» WHAT IS NEEDED
Please reproduce, word for word, the passage of the France to England text below between "I note that" and "the film itself.", inclusive.
---- SOURCE TEXT
France to England

France to England

Going from France to England during this film tour has involved quite a change in setting.

I note that audiences in France have nothing personal, cultural or ideological invested in the story of Roald Amundsen: I say this on the basis of guest lectures and/or film screenings I have given at the Sorbonne, Université Grenoble-Alpes, Université Paris-Cité, Université de Perpignan, Université du Littoral Côte d’Opale and many other places. In England, I sometimes encounter the disconcerting attitude of people defending Robert Falcon Scott’s legacy at all costs: I have heard many people seek to disqualify Amundsen’s discovery of the South Pole as underhand, unfair, not sporting, not fairplay. Such people often cast Scott as a British martyr to science in a national pantheon of tragic heroes. Some of these views are reflected in interviews I conducted for the film itself.

Amundsen versus Scott … the controversy rages to this day.

My film actually takes a different position on the matter, focusing less on heroes, villains, towering egos and patriotic national agendas than on the sharing of tacit and experiential knowledge between Europeans and Aboriginals.

During Amundsen’s two-year apprenticeship with Inuit in Nunavut, they taught him all about physical and psychological health, the countless varieties of snow and ice, how to eat, how to dress, how to shelter himself from extreme weather, how to avoid snow-blindness, how to run dog-teams and occasionally eat the weaker dogs to get a life-sustaining source of fresh meat … whereas Scott lacked access to that knowledge, and it proved his undoing.
--------
---- RECORD EXCERPTS
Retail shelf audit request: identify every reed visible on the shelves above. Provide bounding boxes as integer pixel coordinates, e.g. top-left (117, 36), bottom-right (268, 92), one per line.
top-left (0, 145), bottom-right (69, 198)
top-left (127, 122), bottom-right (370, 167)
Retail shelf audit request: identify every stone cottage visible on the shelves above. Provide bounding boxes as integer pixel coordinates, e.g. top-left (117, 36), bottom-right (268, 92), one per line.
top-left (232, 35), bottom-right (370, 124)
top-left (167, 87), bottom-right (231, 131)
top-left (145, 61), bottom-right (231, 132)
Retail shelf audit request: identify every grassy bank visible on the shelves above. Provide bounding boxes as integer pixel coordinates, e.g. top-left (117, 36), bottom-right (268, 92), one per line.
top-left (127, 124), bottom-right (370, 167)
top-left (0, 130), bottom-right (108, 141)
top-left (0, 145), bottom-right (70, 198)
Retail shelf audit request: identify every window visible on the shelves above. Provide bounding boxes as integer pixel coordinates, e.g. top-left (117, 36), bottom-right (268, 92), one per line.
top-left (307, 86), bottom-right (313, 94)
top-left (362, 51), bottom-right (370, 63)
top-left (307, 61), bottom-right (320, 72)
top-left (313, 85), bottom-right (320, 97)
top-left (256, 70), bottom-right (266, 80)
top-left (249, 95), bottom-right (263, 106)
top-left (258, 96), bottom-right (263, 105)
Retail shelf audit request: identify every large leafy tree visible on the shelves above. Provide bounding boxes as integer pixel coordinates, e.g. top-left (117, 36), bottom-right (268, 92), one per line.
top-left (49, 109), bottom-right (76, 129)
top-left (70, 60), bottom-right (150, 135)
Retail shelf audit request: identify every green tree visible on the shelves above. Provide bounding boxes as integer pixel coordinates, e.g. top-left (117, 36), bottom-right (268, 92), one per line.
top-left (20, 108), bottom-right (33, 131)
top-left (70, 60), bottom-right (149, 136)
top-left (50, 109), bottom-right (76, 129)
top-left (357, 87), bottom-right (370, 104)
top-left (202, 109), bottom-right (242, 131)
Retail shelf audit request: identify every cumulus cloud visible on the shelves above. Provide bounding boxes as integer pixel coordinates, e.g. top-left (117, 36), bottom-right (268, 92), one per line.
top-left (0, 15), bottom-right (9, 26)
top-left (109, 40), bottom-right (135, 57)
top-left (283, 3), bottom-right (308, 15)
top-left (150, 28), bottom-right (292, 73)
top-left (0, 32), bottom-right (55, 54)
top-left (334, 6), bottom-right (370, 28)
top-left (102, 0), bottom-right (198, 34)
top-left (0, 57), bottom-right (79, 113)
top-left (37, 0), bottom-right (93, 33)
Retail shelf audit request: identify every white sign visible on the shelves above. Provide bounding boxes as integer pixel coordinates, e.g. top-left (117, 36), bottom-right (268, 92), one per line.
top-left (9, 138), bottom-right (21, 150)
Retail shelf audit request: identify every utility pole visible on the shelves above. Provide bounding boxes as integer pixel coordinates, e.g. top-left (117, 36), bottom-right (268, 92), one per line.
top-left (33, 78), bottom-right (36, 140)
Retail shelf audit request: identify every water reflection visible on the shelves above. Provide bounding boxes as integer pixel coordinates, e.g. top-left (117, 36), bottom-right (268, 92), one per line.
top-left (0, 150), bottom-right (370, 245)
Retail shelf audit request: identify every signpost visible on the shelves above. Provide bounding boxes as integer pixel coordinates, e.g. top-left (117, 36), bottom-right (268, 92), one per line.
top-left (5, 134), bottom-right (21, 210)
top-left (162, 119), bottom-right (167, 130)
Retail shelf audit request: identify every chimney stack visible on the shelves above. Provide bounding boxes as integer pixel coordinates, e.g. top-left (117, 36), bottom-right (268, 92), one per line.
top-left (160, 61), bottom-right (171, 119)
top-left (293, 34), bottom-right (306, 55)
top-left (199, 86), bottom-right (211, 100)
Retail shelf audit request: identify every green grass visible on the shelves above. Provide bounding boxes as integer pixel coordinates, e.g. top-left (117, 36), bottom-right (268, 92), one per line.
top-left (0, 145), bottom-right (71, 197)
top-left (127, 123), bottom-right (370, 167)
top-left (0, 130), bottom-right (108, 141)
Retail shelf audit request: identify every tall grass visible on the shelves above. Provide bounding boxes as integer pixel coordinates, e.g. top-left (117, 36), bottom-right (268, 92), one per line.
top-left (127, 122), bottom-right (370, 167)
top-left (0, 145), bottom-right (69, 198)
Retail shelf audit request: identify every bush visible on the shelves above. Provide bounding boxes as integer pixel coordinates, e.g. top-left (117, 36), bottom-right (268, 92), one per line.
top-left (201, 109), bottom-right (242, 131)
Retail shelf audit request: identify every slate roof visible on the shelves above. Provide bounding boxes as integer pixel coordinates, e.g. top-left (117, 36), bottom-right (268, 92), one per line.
--------
» CORRECT OUTPUT
I note that audiences in France have nothing personal, cultural or ideological invested in the story of Roald Amundsen: I say this on the basis of guest lectures and/or film screenings I have given at the Sorbonne, Université Grenoble-Alpes, Université Paris-Cité, Université de Perpignan, Université du Littoral Côte d’Opale and many other places. In England, I sometimes encounter the disconcerting attitude of people defending Robert Falcon Scott’s legacy at all costs: I have heard many people seek to disqualify Amundsen’s discovery of the South Pole as underhand, unfair, not sporting, not fairplay. Such people often cast Scott as a British martyr to science in a national pantheon of tragic heroes. Some of these views are reflected in interviews I conducted for the film itself.